> [Exercise] Render every line of the records below as a numbered list, leaving out any blank lines.

> [Provided records]
--- begin ---

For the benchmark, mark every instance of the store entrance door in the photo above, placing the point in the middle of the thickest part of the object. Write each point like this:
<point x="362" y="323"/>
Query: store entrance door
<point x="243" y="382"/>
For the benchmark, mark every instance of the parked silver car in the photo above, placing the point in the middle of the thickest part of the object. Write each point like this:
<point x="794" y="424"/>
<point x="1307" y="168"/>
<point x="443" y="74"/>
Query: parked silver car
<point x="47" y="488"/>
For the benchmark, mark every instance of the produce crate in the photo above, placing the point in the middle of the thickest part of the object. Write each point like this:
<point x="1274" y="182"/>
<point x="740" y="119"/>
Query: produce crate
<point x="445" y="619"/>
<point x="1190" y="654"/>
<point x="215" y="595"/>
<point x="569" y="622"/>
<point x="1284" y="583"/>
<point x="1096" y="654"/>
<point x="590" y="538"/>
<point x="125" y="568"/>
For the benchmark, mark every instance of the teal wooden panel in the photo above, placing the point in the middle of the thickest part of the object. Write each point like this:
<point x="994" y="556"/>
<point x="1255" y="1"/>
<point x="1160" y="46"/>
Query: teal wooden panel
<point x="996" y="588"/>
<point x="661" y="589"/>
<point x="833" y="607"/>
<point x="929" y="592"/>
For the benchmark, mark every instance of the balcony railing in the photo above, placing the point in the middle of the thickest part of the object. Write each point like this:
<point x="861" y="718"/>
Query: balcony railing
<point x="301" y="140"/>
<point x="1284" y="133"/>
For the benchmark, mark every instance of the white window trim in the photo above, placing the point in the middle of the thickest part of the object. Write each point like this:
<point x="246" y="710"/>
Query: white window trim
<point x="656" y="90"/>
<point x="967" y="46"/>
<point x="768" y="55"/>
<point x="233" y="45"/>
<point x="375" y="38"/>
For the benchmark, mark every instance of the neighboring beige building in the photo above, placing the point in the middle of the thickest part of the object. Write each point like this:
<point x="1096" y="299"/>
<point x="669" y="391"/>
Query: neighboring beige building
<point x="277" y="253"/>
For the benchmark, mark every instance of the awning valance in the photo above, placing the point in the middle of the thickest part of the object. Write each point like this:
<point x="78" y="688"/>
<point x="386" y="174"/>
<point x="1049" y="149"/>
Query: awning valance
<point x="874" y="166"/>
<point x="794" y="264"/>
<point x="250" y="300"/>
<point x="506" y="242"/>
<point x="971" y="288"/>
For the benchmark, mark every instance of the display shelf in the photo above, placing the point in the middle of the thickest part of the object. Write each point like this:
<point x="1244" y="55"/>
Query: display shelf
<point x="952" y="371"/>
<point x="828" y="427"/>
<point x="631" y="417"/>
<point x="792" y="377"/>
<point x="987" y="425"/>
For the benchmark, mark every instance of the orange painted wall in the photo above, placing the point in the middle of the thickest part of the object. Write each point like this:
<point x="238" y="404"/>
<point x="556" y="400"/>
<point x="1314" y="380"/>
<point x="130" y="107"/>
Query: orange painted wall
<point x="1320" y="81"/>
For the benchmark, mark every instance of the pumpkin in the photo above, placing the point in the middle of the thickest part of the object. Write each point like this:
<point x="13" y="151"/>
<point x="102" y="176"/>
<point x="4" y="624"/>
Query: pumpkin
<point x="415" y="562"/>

--- end ---

> [Exercise answer]
1. For the benchmark, mark every instance of the store entrance door in the photo above, placing the point in the middle of the thickest part of the object. Write each point like this:
2. <point x="362" y="323"/>
3. Query: store entrance door
4. <point x="243" y="382"/>
5. For the benchmark, mark every instance of the parked silver car in the photo above, placing the point in the middle of the thickest part of the object. Write each point like this:
6. <point x="794" y="424"/>
7. <point x="1307" y="168"/>
8. <point x="443" y="74"/>
9. Query: parked silver car
10. <point x="47" y="488"/>
11. For the benchmark, mark every instance of the produce crate in the photo above, placing the point in the middle of the thickest part of the object. Write each point like this:
12. <point x="1274" y="182"/>
13. <point x="740" y="119"/>
14. Query: produce crate
15. <point x="445" y="619"/>
16. <point x="1190" y="654"/>
17. <point x="215" y="595"/>
18. <point x="569" y="622"/>
19. <point x="1284" y="583"/>
20. <point x="1096" y="654"/>
21. <point x="590" y="538"/>
22. <point x="125" y="568"/>
23. For the benchmark, mark every instance of the teal wooden panel in the photo above, placing the point in the middle of the thickest part of the object. Write each point like this:
24. <point x="994" y="556"/>
25. <point x="1255" y="1"/>
26. <point x="1160" y="46"/>
27. Query: teal wooden panel
28. <point x="996" y="588"/>
29. <point x="661" y="589"/>
30. <point x="833" y="607"/>
31. <point x="929" y="592"/>
32. For the benchmark, mark every instance of the balcony railing in the photo above, placing the point in the middle of the thickest part of the object. Write each point like this:
33. <point x="861" y="718"/>
34. Query: balcony railing
35. <point x="301" y="140"/>
36. <point x="1284" y="133"/>
37. For the benchmark, mark every instance of the white window trim in the photo above, placing the point in the middle of the thickest part of the object. Write each point like this:
38. <point x="246" y="710"/>
39. Query: white window trim
40. <point x="656" y="90"/>
41. <point x="967" y="46"/>
42. <point x="768" y="55"/>
43. <point x="233" y="45"/>
44. <point x="375" y="38"/>
45. For the benchmark, mark every instance of the neighboring beige building in the photo above, placing the point in the middle of the thickest part of the object. Write each point like this:
46. <point x="1096" y="299"/>
47. <point x="669" y="391"/>
48. Query: neighboring beige building
49. <point x="277" y="253"/>
50. For the benchmark, mark every instance of the awning valance in the photo above, placing the point in the middle of the thickest part of the object. Write each point like this:
51. <point x="78" y="688"/>
52. <point x="386" y="174"/>
53. <point x="1049" y="149"/>
54. Query: awning valance
55. <point x="874" y="166"/>
56. <point x="794" y="264"/>
57. <point x="250" y="300"/>
58. <point x="506" y="242"/>
59. <point x="971" y="288"/>
60. For the benchmark, mark every instance of the display shelf in the photo above, placing the point in the middle of the thickest part of the object. Write each point like this:
61. <point x="1244" y="55"/>
62. Query: display shelf
63. <point x="952" y="371"/>
64. <point x="828" y="427"/>
65. <point x="631" y="417"/>
66. <point x="792" y="377"/>
67. <point x="987" y="425"/>
68. For the benchmark, mark every instance of the orange painted wall in the photo above, placing the point in the middle of the thickest part of the object. Write each point like this:
69. <point x="238" y="404"/>
70. <point x="556" y="400"/>
71. <point x="1314" y="380"/>
72. <point x="130" y="107"/>
73. Query: orange painted wall
74. <point x="1320" y="81"/>
75. For the benchmark, mark every instance of the pumpkin in the photo above, placing the point in the middle of the thickest part of the object. Write each point like this:
76. <point x="13" y="151"/>
77. <point x="102" y="176"/>
78. <point x="4" y="624"/>
79. Query: pumpkin
80. <point x="415" y="562"/>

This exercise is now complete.